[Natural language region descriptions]
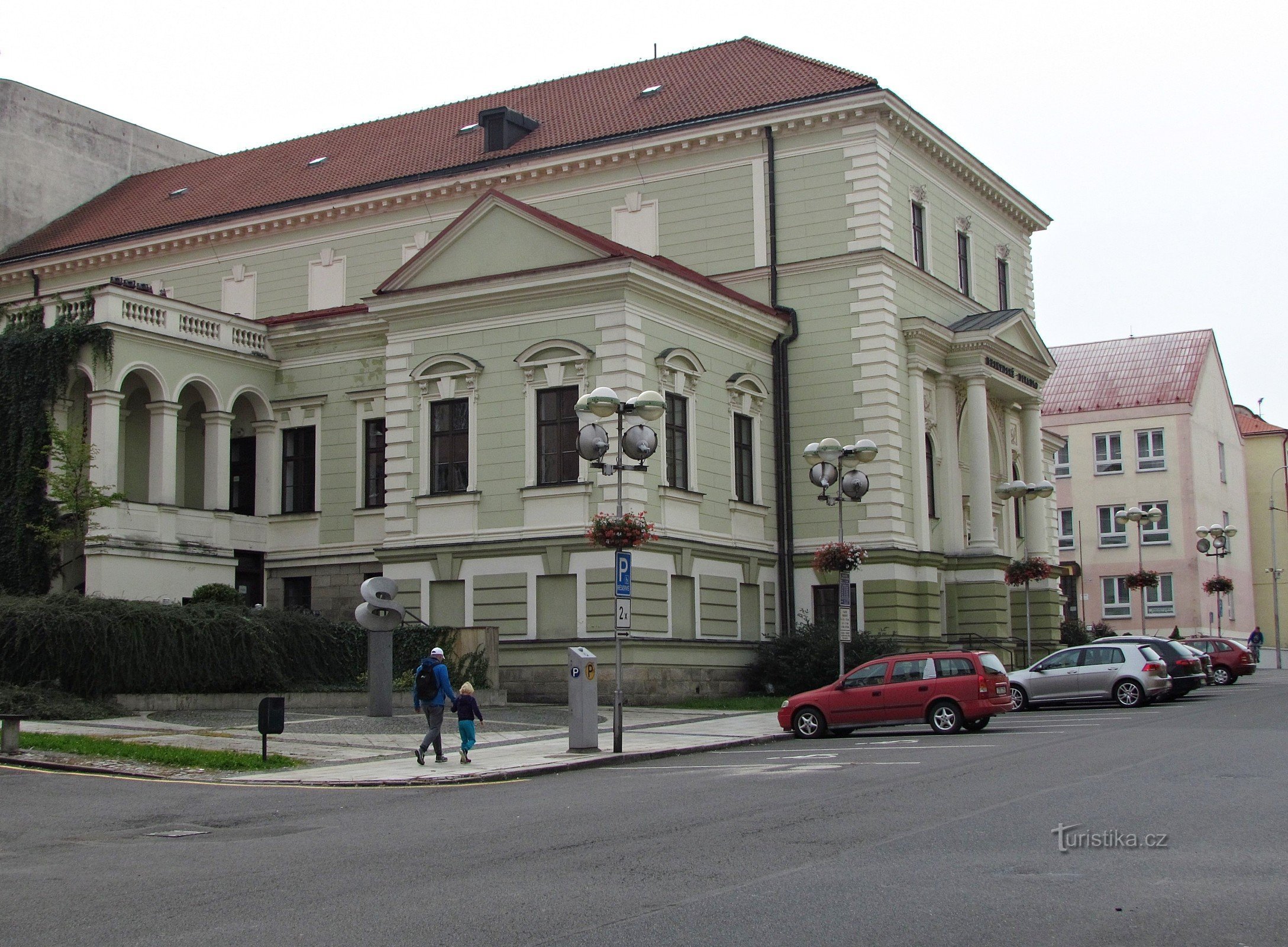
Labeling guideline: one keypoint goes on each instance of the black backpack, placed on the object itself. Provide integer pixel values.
(427, 685)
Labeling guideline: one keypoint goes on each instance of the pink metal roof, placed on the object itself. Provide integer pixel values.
(1126, 373)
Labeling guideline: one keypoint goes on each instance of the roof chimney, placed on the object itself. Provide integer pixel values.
(504, 127)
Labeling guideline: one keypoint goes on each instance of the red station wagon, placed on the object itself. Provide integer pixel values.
(948, 690)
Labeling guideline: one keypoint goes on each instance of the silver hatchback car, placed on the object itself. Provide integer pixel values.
(1130, 674)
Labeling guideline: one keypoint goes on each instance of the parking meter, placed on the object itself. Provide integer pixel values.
(583, 701)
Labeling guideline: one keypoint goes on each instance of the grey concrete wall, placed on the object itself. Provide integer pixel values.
(59, 154)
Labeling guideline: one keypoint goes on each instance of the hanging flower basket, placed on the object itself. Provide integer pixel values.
(1022, 571)
(1145, 579)
(1218, 585)
(839, 557)
(629, 531)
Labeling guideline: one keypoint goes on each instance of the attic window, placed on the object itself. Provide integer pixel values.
(504, 127)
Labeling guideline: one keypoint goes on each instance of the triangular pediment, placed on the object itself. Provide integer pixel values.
(493, 237)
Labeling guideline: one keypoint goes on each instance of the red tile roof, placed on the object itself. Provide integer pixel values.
(725, 79)
(1251, 424)
(1126, 373)
(611, 248)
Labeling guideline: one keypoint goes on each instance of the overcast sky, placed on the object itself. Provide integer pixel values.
(1154, 134)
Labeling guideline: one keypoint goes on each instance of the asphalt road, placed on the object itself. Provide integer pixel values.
(885, 836)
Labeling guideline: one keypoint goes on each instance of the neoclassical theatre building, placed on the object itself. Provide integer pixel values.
(359, 352)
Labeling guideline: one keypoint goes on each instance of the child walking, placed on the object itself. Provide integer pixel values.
(467, 711)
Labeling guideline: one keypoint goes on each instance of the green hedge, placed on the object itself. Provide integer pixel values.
(99, 646)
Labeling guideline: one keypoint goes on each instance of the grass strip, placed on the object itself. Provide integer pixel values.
(755, 703)
(151, 753)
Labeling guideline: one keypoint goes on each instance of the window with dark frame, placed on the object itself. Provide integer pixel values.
(919, 235)
(450, 446)
(744, 459)
(299, 458)
(678, 441)
(374, 463)
(964, 263)
(557, 436)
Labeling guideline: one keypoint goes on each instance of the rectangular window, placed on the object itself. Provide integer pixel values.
(919, 236)
(299, 456)
(678, 441)
(557, 436)
(298, 594)
(1116, 597)
(1158, 601)
(744, 460)
(964, 263)
(450, 446)
(374, 463)
(1066, 529)
(1061, 460)
(1149, 450)
(1160, 533)
(1109, 453)
(1112, 533)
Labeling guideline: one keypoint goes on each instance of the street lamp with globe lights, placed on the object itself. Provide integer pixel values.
(1016, 490)
(1216, 548)
(827, 460)
(637, 441)
(1140, 517)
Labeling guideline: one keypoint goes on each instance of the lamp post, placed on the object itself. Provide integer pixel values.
(637, 442)
(1218, 548)
(1015, 490)
(827, 458)
(1140, 517)
(1274, 559)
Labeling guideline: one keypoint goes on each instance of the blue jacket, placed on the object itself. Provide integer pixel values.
(445, 686)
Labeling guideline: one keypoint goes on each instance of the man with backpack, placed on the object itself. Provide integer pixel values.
(433, 688)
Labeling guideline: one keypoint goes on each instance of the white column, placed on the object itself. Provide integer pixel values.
(105, 434)
(164, 458)
(950, 467)
(267, 495)
(218, 486)
(980, 476)
(918, 449)
(1037, 514)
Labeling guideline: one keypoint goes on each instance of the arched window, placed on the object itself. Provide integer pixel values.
(930, 478)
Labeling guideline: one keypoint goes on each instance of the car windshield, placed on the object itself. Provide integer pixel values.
(992, 664)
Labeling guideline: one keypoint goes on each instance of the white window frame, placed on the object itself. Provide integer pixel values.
(1115, 600)
(1108, 439)
(1157, 603)
(1066, 540)
(1061, 467)
(445, 378)
(1117, 530)
(1157, 534)
(1155, 456)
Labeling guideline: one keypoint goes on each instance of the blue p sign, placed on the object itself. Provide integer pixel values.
(624, 574)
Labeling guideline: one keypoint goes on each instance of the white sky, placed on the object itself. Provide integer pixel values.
(1154, 133)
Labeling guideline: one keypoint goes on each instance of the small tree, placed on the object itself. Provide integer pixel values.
(67, 482)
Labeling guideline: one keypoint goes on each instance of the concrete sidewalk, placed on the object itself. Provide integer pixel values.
(352, 750)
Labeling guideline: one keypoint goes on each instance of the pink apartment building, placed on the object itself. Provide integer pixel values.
(1148, 421)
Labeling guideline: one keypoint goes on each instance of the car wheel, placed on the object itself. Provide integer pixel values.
(944, 717)
(809, 723)
(1019, 698)
(1129, 694)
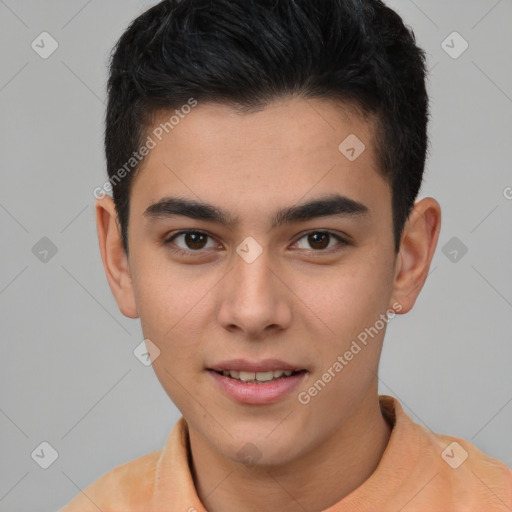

§ **Exercise**
Output each line above exactly. Skip the images.

§ **Answer section**
Labeling guideline: one keypoint goes on each instance of the black backpack, placed on the object itself. Provide integer pixel values.
(427, 685)
Labeling guideline: one keypoint goes on each instance of the pink metal roof, placed on the object itself. Provide integer pixel values.
(1126, 373)
Labeling guideline: one keypoint goes on each instance of the roof chimney, placed on the object itself. Provide integer pixel values.
(504, 127)
Labeling guideline: one keypoint goes on each instance of the red station wagon, placed on the object itself. Provide integer pixel values.
(948, 690)
Labeling guideline: one keypoint goes on each instance of the silver hatchback car, placed on the object itself. Provide integer pixel values.
(1130, 674)
Labeling guideline: one keypoint goes on each instance of the parking meter, placed on the object itself. Provide integer pixel values.
(583, 701)
Labeling guideline: one keypoint goes on each instance of the grey concrete wall, placed on the object itself. Provide integer pixel values.
(59, 154)
Labeling guideline: one keypoint goes on each instance of the hanging flower basket, placed on the object itself. Provide integer pixel values.
(1022, 571)
(1145, 579)
(1218, 585)
(839, 557)
(629, 531)
Labeling guideline: one keypoint goes on each instance of the attic window, placed on the object itself. Provide integer pixel values.
(504, 127)
Labeling guideline: one keypoint goes on each instance of the triangular pediment, placed on the object itself. Provide integer pixel values.
(493, 237)
Labeling guideline: one keypoint goes on each instance of the red tile roof, placed on the object itself. Provide integer pixel values.
(725, 79)
(1251, 424)
(1126, 373)
(611, 248)
Labeling guideline: one keypoint goes on each instance of the overcast sky, placed on the object itself. Provide integer pixel values.
(1154, 134)
Labeling guideline: one keypoint goes on each instance of the asphalt road, placed on the object itself. Provide integer pixel values.
(885, 836)
Labeling guideline: one keypoint goes on each instance of the neoclassical theatre building, placed on the object itself. Provide integer pixel values.
(359, 352)
Labeling guideline: one keypoint goes on each instance of the child walking, placed on the object itself. Provide integer pixel values.
(467, 711)
Labeling guideline: one keypoint goes on each instance of the green hedge, placed on the object itself. Provide integer pixel values.
(99, 646)
Labeling guideline: one keypoint goes on each instance of the grass strip, placed on the object itself. Provide integer pixel values.
(755, 703)
(151, 753)
Labeling guideline: one keypoint goes on each instance of the window with dark frame, placed on the object itself. Provide integer pixel values.
(919, 235)
(450, 446)
(744, 459)
(299, 458)
(678, 441)
(374, 463)
(964, 263)
(557, 436)
Labeling guideline: one keypoint goes on each instance of the rectangular window, placed on the object itself. Provide integer pixel values.
(919, 236)
(299, 456)
(678, 441)
(557, 436)
(298, 594)
(1116, 597)
(1158, 601)
(744, 460)
(964, 263)
(450, 446)
(374, 463)
(1066, 529)
(1061, 460)
(1149, 450)
(1160, 533)
(1109, 453)
(1112, 533)
Labeling guideline: one keypoint goes on each instance of the street lamp with globe lights, placed on the object itself. Provide integer pixel values.
(1016, 490)
(1216, 548)
(827, 460)
(637, 441)
(1140, 517)
Labeling guideline: one keypoint goes on each instance of the lamp post, placed on the object itself. Provide integer pixel values.
(637, 442)
(1218, 548)
(1015, 490)
(827, 458)
(1140, 517)
(1274, 559)
Labeling guideline: one keypoint goes on each instance of the blue jacket, placed on the object itself. Provide integer pixel values.
(445, 686)
Labeling guideline: one keypoint goes on each instance of the man with backpack, placed on the object itself. Provide integer pixel values.
(433, 688)
Labeling guideline: one keypoint goes on each instance of the white column, placed on the object itself. Provide integer pixel values.
(105, 434)
(164, 458)
(950, 467)
(267, 495)
(218, 486)
(980, 476)
(918, 449)
(1037, 514)
Labeling guideline: one keypoint goes on each instance of the arched window, placed on the object itself. Provide integer pixel values.
(930, 478)
Labeling guideline: one keypoint goes on each instance of the car windshield, placed on the object itself. Provide integer pixel values.
(992, 664)
Labeling guideline: one keypoint goes on each instance of the white window frame, placed on the object itself. Provide integer pixel values.
(1115, 600)
(1108, 439)
(1157, 603)
(1066, 540)
(1061, 467)
(445, 378)
(1117, 530)
(1157, 534)
(1155, 456)
Labeling guideline: one keypoint goes on each instance of the blue p sign, placed on the object itself. Provide integer pixel values.
(624, 574)
Labeling guideline: one keypoint goes on each instance of the white sky, placed on the object itself. Provide integer pixel values.
(1154, 133)
Labeling guideline: one keypoint goes on each instance of the small tree, placed on the object itself. Provide integer pixel values.
(67, 482)
Labeling guideline: one keypoint goes on each instance of the concrete sidewalk, placed on the object itself. Provide integer pixel values.
(352, 750)
Labeling guideline: one keypoint goes on each instance of the pink apartment building, placed on the object itself. Provide integer pixel values.
(1148, 421)
Labeling guideline: one keypoint goes on each instance of the car wheel, placed on the object itself. Provide integer pixel values.
(944, 717)
(809, 723)
(1019, 698)
(1129, 694)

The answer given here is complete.